--- begin Excerpt ---

Whole Body Interface Toolbox (WBI-Toolbox) - A Simulink Wrapper for Whole Body Control

This document contains basic instructions on how to install this toolbox, tips and tricks to do so and a walkthrough to get you started using it. Simulink blocks consist of S-functions (http://goo.gl/1GuHVd) which allow C/C++ user specific code compiled as Matlab Executable (MEX) files, thus extending the capabilities of the Simulink environment. In other words, MEX files have been created linking YARP, iCub, iDynTree (a more efficient and generic YARP-based robot dynamics library than its predecessor iDyn - http://goo.gl/BnGzKr) and CoDyCo, wrapping the Whole Body Interface described in http://goo.gl/dBWO3k. The following video shows CoDyCo's 1st year results on iCub in which the top level controller has been implemented with the WBI-Toolbox and runs at a 10ms rate!

Main Goal

The library should allow non-programming experts or those researchers just getting acquainted with Whole Body Control to more easily deploy controllers either on simulation or a real YARP-based robotic platform, as well as to analyze their performance and take advantage of the innumerable MATLAB and Simulink toolboxes. We like to call it "rapid controller prototyping" after which a proper YARP module should be made for hard real time performance and final deployment.

Requirements

• Matlab V. 7.1+ and Simulink (Tested with Matlab R2014a, R2013a, R2012a/b, R2011a)
• Simulink Toolboxes: Simulink Coder.

--- end Excerpt ---
--- begin Supplied records ---

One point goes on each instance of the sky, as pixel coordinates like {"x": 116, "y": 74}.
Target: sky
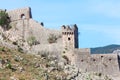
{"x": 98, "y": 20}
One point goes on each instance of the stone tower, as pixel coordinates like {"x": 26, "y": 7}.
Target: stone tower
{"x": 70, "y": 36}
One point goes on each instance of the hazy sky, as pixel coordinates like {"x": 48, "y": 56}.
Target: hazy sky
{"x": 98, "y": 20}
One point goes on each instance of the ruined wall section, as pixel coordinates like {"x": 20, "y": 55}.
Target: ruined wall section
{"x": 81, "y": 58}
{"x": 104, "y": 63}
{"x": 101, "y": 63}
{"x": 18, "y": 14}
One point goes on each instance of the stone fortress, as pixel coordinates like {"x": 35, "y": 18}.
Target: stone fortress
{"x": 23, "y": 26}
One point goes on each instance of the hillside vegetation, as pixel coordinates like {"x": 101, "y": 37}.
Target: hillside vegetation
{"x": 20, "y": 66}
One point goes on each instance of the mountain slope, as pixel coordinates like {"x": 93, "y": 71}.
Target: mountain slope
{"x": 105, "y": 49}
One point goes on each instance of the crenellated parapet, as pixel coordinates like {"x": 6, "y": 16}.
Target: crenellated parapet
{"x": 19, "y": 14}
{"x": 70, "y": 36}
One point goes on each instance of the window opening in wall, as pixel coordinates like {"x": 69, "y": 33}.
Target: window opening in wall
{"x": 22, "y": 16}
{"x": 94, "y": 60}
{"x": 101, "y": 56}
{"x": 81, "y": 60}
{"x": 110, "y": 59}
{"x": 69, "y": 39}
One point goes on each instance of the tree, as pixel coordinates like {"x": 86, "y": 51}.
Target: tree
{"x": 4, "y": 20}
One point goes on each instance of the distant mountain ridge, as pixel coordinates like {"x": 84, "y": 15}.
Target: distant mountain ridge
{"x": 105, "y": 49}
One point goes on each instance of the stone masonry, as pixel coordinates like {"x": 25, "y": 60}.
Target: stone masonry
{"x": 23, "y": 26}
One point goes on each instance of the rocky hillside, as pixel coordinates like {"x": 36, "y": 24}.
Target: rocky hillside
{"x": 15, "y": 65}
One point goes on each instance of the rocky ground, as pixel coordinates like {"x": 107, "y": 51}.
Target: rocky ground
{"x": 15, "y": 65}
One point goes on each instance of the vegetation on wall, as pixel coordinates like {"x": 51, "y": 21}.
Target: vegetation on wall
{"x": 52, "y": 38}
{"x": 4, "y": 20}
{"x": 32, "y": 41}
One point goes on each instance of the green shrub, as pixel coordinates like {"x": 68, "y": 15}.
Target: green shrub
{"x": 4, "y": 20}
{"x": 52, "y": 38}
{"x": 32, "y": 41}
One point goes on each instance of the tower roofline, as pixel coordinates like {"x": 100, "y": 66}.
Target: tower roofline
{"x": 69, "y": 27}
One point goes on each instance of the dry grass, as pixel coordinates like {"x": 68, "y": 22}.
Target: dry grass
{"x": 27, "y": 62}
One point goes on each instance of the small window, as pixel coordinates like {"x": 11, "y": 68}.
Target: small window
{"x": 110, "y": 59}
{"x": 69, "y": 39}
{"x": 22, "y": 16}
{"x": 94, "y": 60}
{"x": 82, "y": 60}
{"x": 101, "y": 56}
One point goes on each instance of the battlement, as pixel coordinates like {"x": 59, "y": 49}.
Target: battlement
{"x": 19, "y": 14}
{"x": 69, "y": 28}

--- end Supplied records ---

Task objective:
Answer these questions from the WBI-Toolbox description, each on its own line.
(a) At what rate does the top level controller in CoDyCo's 1st year results run?
(b) What name do the authors like to give to the way the library is meant to be used before a proper YARP module is made?
(c) Which Simulink toolbox is listed as a requirement?

Answer below:
(a) It runs at a 10ms rate.
(b) They call it "rapid controller prototyping."
(c) Simulink Coder.